═══ Given information

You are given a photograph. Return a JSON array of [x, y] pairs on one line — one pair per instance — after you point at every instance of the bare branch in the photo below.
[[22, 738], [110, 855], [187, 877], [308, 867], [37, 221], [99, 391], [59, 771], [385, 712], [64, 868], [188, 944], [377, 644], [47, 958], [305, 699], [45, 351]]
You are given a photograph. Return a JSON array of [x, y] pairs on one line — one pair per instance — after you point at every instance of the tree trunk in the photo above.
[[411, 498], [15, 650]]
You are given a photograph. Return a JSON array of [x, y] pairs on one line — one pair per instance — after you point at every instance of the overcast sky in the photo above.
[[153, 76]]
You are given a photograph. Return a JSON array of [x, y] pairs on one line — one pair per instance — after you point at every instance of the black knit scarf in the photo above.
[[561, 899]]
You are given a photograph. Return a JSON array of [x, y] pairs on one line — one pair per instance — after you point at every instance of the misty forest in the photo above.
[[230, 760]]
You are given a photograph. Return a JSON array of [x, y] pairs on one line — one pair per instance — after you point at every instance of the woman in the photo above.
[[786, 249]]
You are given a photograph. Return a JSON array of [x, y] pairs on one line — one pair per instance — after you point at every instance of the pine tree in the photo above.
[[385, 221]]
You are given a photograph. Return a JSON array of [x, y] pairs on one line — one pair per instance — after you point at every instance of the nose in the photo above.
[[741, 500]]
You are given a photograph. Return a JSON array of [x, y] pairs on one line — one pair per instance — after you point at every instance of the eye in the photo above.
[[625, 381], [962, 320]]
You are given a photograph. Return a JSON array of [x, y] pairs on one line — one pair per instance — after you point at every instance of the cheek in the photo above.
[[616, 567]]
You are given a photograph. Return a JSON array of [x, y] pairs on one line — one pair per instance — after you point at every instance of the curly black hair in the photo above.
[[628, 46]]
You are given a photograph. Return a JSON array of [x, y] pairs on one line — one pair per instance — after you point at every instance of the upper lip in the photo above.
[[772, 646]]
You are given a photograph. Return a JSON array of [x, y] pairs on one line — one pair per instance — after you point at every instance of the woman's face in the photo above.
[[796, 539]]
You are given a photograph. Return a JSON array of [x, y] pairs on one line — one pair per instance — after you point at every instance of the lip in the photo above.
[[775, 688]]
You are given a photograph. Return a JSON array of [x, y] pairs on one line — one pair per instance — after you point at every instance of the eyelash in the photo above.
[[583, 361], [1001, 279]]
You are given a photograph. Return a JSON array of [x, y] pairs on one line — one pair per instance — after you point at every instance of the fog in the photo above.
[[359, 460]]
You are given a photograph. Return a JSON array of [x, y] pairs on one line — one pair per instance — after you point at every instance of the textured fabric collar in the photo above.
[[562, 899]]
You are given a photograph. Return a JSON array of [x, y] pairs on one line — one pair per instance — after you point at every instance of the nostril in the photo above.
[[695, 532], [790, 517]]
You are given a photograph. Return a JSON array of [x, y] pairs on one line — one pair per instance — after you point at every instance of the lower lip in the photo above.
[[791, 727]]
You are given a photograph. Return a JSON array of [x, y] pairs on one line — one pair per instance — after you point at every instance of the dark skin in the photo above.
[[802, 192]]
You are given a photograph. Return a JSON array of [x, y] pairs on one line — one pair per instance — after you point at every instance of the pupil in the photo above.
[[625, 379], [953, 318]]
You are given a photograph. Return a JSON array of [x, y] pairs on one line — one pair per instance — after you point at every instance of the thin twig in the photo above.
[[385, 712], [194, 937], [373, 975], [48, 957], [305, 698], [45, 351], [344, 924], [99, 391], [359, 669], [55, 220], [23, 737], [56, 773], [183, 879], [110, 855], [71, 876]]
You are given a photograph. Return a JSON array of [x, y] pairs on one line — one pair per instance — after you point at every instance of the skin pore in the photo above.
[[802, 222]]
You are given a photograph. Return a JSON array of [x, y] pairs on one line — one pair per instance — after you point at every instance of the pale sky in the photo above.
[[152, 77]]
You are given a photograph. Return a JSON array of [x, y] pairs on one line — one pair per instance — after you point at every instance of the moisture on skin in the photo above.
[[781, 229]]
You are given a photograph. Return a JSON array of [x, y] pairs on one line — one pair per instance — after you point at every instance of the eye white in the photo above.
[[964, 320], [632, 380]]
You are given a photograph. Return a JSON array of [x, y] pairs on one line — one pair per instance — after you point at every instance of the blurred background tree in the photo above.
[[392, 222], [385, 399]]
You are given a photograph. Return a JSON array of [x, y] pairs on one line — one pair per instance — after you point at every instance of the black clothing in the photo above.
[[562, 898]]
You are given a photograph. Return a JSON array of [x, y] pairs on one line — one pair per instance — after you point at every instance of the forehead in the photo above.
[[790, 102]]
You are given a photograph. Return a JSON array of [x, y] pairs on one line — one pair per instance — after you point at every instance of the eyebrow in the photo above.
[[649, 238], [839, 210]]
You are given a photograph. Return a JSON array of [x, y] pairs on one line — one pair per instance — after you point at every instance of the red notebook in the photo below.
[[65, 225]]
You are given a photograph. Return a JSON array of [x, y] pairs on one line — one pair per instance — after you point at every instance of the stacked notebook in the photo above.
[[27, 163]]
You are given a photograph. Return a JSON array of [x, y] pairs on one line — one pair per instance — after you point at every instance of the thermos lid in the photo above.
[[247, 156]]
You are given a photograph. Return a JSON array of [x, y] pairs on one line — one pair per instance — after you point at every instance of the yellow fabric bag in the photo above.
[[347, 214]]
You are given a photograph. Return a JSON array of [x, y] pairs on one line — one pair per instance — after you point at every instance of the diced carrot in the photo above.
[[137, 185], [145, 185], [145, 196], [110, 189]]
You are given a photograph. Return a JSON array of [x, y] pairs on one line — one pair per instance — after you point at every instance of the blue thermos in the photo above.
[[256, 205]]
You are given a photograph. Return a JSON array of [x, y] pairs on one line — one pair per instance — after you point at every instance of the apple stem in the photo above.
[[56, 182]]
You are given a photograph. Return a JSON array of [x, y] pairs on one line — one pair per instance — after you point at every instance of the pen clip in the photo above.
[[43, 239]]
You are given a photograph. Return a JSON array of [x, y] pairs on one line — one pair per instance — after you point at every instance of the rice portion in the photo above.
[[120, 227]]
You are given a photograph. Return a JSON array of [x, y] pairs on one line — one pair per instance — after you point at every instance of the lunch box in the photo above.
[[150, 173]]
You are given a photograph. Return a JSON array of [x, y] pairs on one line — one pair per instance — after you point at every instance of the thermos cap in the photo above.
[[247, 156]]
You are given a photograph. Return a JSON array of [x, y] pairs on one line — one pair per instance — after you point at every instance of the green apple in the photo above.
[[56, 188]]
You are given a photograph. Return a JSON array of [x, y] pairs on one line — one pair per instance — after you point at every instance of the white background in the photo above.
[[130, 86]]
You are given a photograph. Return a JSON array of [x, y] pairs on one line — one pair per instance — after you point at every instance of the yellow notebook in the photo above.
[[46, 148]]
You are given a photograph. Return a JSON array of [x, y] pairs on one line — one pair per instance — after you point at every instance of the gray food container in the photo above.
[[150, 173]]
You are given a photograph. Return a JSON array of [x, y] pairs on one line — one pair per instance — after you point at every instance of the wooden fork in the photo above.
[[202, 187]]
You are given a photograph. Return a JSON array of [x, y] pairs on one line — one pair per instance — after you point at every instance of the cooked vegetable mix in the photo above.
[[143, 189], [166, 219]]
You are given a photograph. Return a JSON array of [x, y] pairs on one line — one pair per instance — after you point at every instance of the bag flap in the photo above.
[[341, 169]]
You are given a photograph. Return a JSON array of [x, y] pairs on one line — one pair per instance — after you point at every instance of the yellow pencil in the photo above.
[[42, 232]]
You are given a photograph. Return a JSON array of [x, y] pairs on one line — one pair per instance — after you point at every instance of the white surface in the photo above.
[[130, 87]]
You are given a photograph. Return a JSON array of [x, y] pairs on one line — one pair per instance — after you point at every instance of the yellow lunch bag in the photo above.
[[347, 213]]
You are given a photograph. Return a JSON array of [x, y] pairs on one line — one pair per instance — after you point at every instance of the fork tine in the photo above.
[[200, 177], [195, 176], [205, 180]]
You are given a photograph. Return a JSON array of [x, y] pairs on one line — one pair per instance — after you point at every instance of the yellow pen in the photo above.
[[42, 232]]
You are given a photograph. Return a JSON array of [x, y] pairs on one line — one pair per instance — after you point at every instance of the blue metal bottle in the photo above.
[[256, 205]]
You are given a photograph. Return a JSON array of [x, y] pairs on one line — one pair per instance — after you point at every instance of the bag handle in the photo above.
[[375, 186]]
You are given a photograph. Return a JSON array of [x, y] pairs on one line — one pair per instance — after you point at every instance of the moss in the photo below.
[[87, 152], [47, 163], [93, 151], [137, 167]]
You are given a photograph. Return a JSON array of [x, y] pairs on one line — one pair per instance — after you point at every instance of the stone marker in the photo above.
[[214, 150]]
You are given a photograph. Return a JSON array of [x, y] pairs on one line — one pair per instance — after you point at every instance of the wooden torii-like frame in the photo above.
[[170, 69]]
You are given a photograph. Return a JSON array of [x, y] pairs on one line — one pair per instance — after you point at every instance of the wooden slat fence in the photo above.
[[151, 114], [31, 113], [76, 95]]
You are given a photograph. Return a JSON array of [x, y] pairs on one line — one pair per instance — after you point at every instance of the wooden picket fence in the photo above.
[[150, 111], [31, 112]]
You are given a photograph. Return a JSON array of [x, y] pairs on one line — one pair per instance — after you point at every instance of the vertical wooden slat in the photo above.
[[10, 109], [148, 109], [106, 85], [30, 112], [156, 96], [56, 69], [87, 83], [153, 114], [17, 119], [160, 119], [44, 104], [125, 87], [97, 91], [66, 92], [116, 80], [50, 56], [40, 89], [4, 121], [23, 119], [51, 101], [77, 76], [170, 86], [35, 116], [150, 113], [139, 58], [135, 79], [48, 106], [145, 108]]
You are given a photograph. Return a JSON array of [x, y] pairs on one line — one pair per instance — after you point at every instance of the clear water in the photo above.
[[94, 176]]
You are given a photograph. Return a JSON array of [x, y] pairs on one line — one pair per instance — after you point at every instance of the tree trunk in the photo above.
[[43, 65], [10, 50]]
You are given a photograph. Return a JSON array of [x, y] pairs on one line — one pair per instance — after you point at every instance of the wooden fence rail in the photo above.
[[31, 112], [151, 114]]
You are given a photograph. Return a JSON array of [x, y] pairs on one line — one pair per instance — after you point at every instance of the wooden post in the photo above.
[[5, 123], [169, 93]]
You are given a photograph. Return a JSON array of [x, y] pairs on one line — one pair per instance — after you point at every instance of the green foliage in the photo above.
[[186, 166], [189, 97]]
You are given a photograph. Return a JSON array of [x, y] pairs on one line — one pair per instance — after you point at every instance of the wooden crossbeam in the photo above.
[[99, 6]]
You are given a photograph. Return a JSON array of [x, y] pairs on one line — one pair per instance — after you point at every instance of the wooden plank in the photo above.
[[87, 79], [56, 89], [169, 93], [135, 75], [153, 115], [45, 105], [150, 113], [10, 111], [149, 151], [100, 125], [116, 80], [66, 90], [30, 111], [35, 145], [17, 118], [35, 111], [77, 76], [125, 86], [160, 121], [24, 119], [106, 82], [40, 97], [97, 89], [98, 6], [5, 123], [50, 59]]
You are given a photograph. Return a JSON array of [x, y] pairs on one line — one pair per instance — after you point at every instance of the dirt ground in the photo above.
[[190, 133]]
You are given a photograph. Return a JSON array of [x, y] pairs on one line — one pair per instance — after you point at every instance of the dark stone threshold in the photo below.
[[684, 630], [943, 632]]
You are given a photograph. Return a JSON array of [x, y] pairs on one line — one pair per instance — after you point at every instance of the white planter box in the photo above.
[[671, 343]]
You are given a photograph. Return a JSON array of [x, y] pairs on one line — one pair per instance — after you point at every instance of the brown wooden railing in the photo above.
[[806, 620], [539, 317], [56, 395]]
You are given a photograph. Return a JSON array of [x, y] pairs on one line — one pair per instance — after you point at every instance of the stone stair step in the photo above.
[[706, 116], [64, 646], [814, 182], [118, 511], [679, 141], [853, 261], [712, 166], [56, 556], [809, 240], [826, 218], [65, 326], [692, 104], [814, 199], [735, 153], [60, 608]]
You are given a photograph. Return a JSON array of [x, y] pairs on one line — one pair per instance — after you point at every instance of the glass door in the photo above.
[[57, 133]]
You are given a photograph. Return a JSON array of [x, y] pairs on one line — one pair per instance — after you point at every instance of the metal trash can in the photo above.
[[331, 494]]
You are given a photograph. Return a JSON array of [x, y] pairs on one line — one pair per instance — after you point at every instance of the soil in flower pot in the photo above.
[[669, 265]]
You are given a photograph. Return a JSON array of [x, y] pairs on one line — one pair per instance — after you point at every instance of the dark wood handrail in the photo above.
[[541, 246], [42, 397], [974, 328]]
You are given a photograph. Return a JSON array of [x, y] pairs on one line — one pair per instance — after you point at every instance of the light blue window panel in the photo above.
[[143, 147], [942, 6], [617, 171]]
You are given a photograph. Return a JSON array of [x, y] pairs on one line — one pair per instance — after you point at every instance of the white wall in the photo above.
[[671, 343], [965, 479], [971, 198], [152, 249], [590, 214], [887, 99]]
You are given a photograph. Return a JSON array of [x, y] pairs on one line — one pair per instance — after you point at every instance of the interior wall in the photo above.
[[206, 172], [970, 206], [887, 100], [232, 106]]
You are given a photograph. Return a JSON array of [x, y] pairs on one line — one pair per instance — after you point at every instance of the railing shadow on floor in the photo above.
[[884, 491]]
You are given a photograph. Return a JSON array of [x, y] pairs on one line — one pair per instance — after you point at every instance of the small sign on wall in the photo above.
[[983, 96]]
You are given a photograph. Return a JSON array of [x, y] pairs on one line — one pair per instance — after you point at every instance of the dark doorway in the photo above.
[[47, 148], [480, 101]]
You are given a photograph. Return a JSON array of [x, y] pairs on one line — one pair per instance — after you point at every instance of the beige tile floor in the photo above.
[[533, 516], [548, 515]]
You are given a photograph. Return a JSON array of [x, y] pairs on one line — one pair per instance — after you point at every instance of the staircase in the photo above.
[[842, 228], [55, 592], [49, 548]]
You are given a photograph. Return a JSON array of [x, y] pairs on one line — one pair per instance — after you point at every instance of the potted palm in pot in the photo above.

══════

Your instructions:
Return, word for word, the lines of the entries starting at the line that contains "can in the photo above." and ending at the line that contains "[[331, 494]]".

Full answer:
You are given a photograph. Return a JSON array of [x, y] pairs on one line — one pair per instance — after you point at every instance of the metal trash can in the photo above.
[[331, 494]]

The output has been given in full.